### [Fragmento]
......
La caída en cautiverio, en el Campo
de Matrera o en cualquier otro sitio de la zona fronteriza, era quizás la cosa
más penosa y angustiosa que se ceñía sobre las gentes que vivían en la frontera
o sus cercanías. Los arrendadores del Campo debieron aprender a vivir
acompañados de la amenaza, siempre latente, que suponía la posible pérdida de la
libertad personal o de seres queridos, estas normas de conductas nunca
abandonaron a la franja territorial colindante con Granada.
La mayor parte de
los cautivos procedían del trasiego cotidiano que latía en la frontera. Al
amparo del relieve y la riqueza forestal del Campo de Matrera, pequeñas
partidas de moros se reunían con frecuencia para producir daños en las tierras
de los cristianos.
Las personas que eran objeto de
apresamiento abarcaban a casi todo el espectro de las gentes que vivían o
deambulaban por la franja. Era el caso de Luis de Sevilla, vecino de Arcos, que
fue sorprendido en el curso de una entrada en las cercanías de Aznalmara en
1450. A veces eran los alcaides de los castillos fronteros emplazados
aisladamente en primera línea, como Juan Sánchez de Cespedosa, de Matrera,
hecho prisionero en 1428. Otras veces, emisarios que cruzaban la raya con
cartas para las autoridades musulmanas. Pero, sin duda, el mayor porcentaje de
apresamientos tenía lugar entre caminantes y, sobre todo, gentes que laboreaban
en la franja y que eran repentinamente sorprendidos cuando estaban dedicados a
sus faenas, normalmente a cierta distancia del núcleo de habitación más
cercano.
La forma más efectiva de liberarse si
alguien era sorprendido, era fugarse, porque este acto era reconocido entre las
reglas de juego de la cautividad. Sin embargo, los métodos más habituales eran
los intercambios de individuos o el pago de rescates. Como intermediarios y
gestores de estos rescates estaban los alfaqueques. En esta zona del Campo de
Matrera el apresamiento de cautivos solía hacerse más como negocio que otra
causa.
......
### [Datos proporcionados]
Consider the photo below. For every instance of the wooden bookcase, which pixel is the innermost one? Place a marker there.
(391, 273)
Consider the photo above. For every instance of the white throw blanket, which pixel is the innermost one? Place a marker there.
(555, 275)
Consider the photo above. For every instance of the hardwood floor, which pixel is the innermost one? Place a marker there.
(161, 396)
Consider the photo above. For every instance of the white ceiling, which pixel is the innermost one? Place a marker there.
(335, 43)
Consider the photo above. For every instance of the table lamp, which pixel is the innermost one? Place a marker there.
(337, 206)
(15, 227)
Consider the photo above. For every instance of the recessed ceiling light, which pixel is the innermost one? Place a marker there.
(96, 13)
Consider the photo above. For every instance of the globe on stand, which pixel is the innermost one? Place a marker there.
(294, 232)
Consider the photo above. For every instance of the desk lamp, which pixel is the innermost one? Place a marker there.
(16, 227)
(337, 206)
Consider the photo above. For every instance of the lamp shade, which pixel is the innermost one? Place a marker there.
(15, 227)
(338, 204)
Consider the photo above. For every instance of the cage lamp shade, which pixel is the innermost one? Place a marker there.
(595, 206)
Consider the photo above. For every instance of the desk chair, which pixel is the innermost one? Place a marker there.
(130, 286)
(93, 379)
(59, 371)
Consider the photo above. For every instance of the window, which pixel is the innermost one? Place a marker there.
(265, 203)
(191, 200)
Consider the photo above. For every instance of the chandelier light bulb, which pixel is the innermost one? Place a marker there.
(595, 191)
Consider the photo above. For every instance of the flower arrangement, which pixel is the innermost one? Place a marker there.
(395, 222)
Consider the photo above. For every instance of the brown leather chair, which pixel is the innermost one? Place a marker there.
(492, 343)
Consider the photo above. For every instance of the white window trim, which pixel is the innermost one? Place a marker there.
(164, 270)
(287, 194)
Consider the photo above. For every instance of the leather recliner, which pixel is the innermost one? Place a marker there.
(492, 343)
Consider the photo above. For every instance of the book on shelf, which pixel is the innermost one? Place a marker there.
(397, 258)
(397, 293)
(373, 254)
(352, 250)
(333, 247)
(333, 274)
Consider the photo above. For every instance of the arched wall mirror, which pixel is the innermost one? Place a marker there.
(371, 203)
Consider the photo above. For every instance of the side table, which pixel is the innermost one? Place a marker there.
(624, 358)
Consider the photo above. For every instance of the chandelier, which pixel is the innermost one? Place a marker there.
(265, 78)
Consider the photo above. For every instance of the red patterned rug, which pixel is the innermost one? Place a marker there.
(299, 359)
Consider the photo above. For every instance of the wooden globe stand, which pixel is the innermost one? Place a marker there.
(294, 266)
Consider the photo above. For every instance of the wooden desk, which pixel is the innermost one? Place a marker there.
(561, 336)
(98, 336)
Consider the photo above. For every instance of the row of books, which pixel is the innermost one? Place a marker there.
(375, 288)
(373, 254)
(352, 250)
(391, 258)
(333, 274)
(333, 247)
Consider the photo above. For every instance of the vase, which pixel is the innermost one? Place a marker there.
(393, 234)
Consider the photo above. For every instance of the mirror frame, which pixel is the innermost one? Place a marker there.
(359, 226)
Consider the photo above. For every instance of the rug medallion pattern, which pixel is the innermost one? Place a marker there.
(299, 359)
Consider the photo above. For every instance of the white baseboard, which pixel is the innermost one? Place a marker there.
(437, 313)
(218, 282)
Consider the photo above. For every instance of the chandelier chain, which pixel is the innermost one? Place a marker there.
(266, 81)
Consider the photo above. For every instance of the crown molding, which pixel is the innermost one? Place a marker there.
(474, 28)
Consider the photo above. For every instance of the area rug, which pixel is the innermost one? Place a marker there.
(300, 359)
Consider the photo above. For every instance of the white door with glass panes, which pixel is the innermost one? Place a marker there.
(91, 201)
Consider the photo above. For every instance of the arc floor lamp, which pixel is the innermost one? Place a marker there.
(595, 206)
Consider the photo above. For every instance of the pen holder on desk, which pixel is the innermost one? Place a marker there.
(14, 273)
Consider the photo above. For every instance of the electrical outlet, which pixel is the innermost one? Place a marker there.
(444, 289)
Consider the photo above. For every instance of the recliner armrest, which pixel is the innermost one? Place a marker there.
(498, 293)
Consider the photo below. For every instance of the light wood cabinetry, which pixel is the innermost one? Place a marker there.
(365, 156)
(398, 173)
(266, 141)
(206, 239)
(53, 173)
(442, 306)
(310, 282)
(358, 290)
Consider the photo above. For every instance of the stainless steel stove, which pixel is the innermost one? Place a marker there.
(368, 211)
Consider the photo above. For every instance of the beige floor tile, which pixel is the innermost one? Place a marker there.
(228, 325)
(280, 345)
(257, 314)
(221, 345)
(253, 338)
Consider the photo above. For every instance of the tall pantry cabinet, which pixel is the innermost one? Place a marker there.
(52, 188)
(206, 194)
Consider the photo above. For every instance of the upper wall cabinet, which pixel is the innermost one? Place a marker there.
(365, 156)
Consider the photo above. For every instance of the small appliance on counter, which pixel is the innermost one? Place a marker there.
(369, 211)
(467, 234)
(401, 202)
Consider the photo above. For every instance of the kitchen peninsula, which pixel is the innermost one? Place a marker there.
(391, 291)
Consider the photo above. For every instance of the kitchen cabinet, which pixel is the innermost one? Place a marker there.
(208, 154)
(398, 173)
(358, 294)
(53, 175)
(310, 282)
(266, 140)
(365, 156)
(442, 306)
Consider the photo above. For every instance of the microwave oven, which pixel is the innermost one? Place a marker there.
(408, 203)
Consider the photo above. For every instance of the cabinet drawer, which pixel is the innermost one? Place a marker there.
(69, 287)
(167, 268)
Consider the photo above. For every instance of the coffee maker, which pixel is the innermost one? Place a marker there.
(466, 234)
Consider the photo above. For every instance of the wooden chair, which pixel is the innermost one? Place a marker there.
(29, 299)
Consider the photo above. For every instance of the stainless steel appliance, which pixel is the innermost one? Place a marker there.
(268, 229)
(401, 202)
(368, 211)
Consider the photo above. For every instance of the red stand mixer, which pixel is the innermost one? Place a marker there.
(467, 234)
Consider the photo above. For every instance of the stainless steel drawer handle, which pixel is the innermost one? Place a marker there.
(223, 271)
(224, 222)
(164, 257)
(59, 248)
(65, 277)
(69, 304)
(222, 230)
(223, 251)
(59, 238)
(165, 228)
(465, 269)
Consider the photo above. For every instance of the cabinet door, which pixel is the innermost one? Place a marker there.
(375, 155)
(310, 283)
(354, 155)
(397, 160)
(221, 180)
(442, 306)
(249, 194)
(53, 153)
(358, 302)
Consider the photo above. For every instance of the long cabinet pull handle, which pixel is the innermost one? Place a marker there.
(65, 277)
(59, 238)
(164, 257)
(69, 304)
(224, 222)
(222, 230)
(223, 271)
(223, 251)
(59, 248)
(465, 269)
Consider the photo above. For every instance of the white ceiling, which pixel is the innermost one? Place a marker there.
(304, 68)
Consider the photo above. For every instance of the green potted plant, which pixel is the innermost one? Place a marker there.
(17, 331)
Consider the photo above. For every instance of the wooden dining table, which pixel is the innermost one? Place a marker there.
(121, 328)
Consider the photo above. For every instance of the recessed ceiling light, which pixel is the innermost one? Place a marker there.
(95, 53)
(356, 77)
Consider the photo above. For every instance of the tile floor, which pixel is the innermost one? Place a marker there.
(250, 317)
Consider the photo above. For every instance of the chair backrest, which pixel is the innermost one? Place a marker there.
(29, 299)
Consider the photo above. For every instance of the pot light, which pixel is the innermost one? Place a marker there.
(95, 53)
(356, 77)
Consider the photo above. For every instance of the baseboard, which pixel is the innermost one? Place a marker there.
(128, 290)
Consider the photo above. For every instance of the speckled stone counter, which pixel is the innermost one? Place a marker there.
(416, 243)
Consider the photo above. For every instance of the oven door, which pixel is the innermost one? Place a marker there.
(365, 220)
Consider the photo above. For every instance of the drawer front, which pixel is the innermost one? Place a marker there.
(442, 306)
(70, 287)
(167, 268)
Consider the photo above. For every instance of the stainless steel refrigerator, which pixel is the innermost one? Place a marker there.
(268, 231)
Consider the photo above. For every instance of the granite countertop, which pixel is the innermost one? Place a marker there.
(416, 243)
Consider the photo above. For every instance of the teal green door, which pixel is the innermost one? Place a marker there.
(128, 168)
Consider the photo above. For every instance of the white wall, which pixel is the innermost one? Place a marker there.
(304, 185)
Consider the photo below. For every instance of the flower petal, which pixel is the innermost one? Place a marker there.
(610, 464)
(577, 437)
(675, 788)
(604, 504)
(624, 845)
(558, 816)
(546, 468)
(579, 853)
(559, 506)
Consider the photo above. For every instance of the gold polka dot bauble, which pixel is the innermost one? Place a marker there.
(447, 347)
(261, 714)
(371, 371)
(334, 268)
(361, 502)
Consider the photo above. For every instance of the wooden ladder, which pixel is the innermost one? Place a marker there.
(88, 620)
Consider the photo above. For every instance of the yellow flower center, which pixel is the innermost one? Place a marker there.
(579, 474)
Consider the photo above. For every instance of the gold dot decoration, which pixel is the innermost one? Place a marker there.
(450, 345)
......
### [Conjunto de tareas]
A. Contesta estas preguntas sobre el fragmento acerca del cautiverio en el Campo de Matrera:
(i) ¿De qué localidad era vecino Luis de Sevilla?
(ii) ¿En qué año cayó prisionero Juan Sánchez de Cespedosa?
(iii) ¿Quiénes actuaban como intermediarios y gestores de los rescates?
B. Enumera todas las formas de salir del cautiverio que menciona el fragmento.
C. Modifica el pasaje del fragmento que va desde "La mayor parte" hasta "de los cristianos.", ambos incluidos, y sustituye "riqueza forestal" por "densidad forestal".
Responde basándote únicamente en el fragmento.

### [Respuestas completas]
A.
(i) Era vecino de Arcos.
(ii) Cayó prisionero en 1428.
(iii) Los alfaqueques.

B.
- La fuga
- El intercambio de individuos
- El pago de rescates

C.
La mayor parte de
los cautivos procedían del trasiego cotidiano que latía en la frontera. Al
amparo del relieve y la densidad forestal del Campo de Matrera, pequeñas
partidas de moros se reunían con frecuencia para producir daños en las tierras
de los cristianos.